> [Do this] Retype the writeback pull request verbatim, everything from "Please pull." down to "insertions(+), 15 deletions(-)".
====== Document extract
The recent patch series from Jan introduced a WARN_ON() regression.
The real fix for this is adding a super_operations->get_bdi(), which
we'll do for 2.6.37.

Please pull.

are available in the git repository at:
  git://git.kernel.dk/linux-2.6-block.git for-linus

Christoph Hellwig (1):
      writeback: always use sb->s_bdi for writeback purposes

 fs/fs-writeback.c |   19 ++++---------------
 1 files changed, 4 insertions(+), 15 deletions(-)

diff --git a/fs/fs-writeback.c b/fs/fs-writeback.c
index 5581122..ab38fef 100644
--- a/fs/fs-writeback.c
+++ b/fs/fs-writeback.c
@@ -72,22 +72,11 @@ int writeback_in_progress(struct backing_dev_info *bdi)
 static inline struct backing_dev_info *inode_to_bdi(struct inode *inode)
 {
 	struct super_block *sb = inode->i_sb;
-	struct backing_dev_info *bdi = inode->i_mapping->backing_dev_info;
 
-	/*
-	 * For inodes on standard filesystems, we use superblock's bdi. For
-	 * inodes on virtual filesystems, we want to use inode mapping's bdi
-	 * because they can possibly point to something useful (think about
-	 * block_dev filesystem).
-	 */
-	if (sb->s_bdi && sb->s_bdi != &noop_backing_dev_info) {
-		/* Some device inodes could play dirty tricks. Catch them... */
-		WARN(bdi != sb->s_bdi && bdi_cap_writeback_dirty(bdi),
-			"Dirtiable inode bdi %s != sb bdi %s\n",
-			bdi->name, sb->s_bdi->name);
-		return sb->s_bdi;
-	}
-	return bdi;
+	if (strcmp(sb->s_type->name, "bdev") == 0)
============
====== Data shown
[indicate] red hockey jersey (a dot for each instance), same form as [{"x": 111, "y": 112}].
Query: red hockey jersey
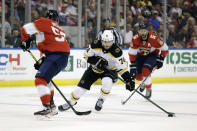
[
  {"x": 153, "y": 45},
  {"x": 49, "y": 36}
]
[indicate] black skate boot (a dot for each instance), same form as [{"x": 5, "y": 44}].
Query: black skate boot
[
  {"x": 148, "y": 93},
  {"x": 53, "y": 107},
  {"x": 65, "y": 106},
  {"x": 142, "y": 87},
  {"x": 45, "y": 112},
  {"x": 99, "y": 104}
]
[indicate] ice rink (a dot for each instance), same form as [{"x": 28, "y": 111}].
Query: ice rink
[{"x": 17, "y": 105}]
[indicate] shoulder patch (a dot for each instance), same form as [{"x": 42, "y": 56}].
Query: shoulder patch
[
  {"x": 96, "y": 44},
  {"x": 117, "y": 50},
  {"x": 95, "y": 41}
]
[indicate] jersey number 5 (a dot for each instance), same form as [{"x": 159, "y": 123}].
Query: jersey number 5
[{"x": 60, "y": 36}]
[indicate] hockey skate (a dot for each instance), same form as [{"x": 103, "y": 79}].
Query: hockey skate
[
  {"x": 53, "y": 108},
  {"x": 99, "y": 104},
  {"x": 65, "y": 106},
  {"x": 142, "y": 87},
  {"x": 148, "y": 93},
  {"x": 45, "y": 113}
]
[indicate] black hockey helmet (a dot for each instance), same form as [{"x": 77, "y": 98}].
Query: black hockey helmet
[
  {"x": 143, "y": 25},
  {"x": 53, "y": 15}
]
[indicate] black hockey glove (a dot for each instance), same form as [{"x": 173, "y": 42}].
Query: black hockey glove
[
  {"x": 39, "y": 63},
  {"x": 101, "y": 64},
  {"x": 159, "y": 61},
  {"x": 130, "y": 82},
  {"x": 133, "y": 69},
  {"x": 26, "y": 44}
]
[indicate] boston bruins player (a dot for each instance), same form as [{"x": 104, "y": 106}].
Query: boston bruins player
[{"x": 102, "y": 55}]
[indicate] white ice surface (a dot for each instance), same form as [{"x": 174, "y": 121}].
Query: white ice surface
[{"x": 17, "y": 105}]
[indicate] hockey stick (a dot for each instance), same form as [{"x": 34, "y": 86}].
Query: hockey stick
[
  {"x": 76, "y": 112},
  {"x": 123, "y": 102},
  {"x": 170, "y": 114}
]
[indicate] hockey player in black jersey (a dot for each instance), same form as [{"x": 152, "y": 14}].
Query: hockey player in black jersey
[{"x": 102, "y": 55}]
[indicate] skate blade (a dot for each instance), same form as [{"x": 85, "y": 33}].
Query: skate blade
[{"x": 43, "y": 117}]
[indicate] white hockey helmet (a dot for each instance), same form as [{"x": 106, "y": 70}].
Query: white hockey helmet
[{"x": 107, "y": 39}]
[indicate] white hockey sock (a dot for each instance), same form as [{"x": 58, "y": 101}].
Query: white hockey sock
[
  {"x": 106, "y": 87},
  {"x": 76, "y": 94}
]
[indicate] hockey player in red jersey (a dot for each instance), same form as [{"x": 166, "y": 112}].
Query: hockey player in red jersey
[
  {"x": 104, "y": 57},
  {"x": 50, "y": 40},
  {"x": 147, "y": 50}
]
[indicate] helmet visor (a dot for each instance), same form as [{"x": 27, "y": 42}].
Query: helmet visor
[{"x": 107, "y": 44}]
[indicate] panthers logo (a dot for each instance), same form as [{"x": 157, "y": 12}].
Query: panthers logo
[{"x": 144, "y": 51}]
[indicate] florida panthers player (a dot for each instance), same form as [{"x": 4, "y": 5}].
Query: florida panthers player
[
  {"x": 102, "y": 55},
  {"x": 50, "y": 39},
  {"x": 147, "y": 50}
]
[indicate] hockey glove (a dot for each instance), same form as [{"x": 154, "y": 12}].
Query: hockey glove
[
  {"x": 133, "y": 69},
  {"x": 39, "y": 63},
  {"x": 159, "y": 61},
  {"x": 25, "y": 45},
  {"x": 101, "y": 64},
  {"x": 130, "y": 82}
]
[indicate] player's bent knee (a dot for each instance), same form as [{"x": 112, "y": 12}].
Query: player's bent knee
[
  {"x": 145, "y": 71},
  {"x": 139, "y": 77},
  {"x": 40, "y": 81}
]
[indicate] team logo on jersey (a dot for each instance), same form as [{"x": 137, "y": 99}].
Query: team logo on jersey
============
> [Task output]
Please pull.

are available in the git repository at:
  git://git.kernel.dk/linux-2.6-block.git for-linus

Christoph Hellwig (1):
      writeback: always use sb->s_bdi for writeback purposes

 fs/fs-writeback.c |   19 ++++---------------
 1 files changed, 4 insertions(+), 15 deletions(-)